### Problem to solve
Could the listing be repeated exactly, with every picture dropped?

■ ■ ■ ■ ■ ■ ■

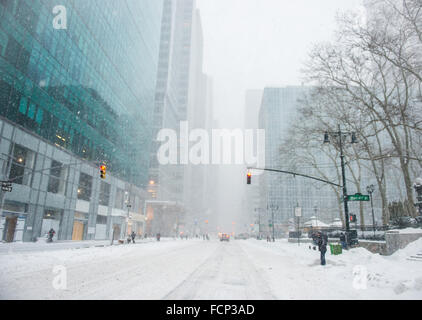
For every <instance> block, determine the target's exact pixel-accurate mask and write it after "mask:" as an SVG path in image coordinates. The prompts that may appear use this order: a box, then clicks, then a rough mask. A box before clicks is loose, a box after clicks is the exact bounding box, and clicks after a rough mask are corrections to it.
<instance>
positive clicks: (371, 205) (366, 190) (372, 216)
mask: <svg viewBox="0 0 422 320" xmlns="http://www.w3.org/2000/svg"><path fill="white" fill-rule="evenodd" d="M366 191H367V192H368V193H369V197H370V198H371V210H372V228H373V230H374V239H375V215H374V205H373V203H372V193H373V192H374V191H375V186H374V185H373V184H371V185H369V186H367V187H366Z"/></svg>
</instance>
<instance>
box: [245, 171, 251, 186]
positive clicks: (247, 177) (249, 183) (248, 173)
mask: <svg viewBox="0 0 422 320" xmlns="http://www.w3.org/2000/svg"><path fill="white" fill-rule="evenodd" d="M251 180H252V173H250V172H248V173H247V175H246V183H247V184H251Z"/></svg>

■ ■ ■ ■ ■ ■ ■

### Written answer
For every <instance> block, determine the target's exact pixel-accurate mask and write it after "mask:" as an SVG path in image coordinates. The prompts that may appear use this order: a box, then clicks, then a rough mask. A box before clicks is loose, a box after clicks is the exact bounding box, and clicks after a rough mask are corrections to it.
<instance>
positive clicks: (371, 205) (366, 190) (372, 216)
mask: <svg viewBox="0 0 422 320" xmlns="http://www.w3.org/2000/svg"><path fill="white" fill-rule="evenodd" d="M366 191H367V192H368V193H369V197H370V198H371V210H372V228H373V230H374V239H375V215H374V205H373V203H372V193H373V192H374V191H375V186H374V185H373V184H371V185H369V186H367V187H366Z"/></svg>
</instance>
<instance>
box: [245, 171, 251, 186]
positive clicks: (247, 177) (249, 183) (248, 173)
mask: <svg viewBox="0 0 422 320" xmlns="http://www.w3.org/2000/svg"><path fill="white" fill-rule="evenodd" d="M251 180H252V173H250V172H248V173H247V175H246V183H247V184H251Z"/></svg>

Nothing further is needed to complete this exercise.